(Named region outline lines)
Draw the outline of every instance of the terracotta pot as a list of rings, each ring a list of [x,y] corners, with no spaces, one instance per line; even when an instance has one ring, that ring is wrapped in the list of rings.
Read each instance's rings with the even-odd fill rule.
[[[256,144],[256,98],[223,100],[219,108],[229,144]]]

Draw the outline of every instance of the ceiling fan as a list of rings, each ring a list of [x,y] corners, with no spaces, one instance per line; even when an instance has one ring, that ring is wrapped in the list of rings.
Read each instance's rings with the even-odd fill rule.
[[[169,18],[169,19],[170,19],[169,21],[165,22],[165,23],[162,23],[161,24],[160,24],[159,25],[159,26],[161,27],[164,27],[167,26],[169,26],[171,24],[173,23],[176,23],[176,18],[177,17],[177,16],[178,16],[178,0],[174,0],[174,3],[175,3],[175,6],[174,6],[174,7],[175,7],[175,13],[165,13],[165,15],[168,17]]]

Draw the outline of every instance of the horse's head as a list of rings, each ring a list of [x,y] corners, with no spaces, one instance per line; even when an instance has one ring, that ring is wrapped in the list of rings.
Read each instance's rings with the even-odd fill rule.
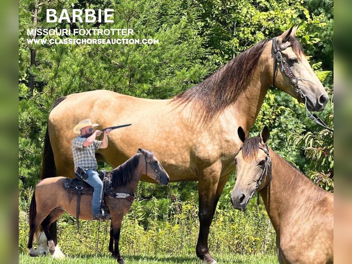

▸ **What you should do**
Rewrite the lines from the one containing "Draw the outline of every instance of the ceiling" through the end of the lines above as a JSON list of strings, one string per line, omitting blank lines and leaving out the pictures.

▸ **The output**
[
  "Draw the outline of every instance of the ceiling fan as a list of rings, each ring a list of [x,y] corners, with no spaces, one instance per line; even when an instance has one ring, that ring is wrapped in the list of rings.",
  "Read each instance's rings with the even-odd fill rule.",
  "[[[169,18],[169,19],[170,19],[169,21],[165,22],[165,23],[162,23],[161,24],[160,24],[159,25],[159,26],[161,27],[164,27],[167,26],[169,26],[171,24],[173,23],[176,23],[176,18],[177,17],[177,16],[178,16],[178,0],[174,0],[174,3],[175,3],[175,6],[174,6],[174,7],[175,7],[175,13],[165,13],[165,15],[168,17]]]",
  "Draw the outline of every instance of the horse's head as a list of rings, each ring a list of [x,y] corners, with no spaces, one instance per line; even when an instance has one ring, that ring is wrapped in the list of rings.",
  "Read each instance's rings with the even-odd fill rule."
]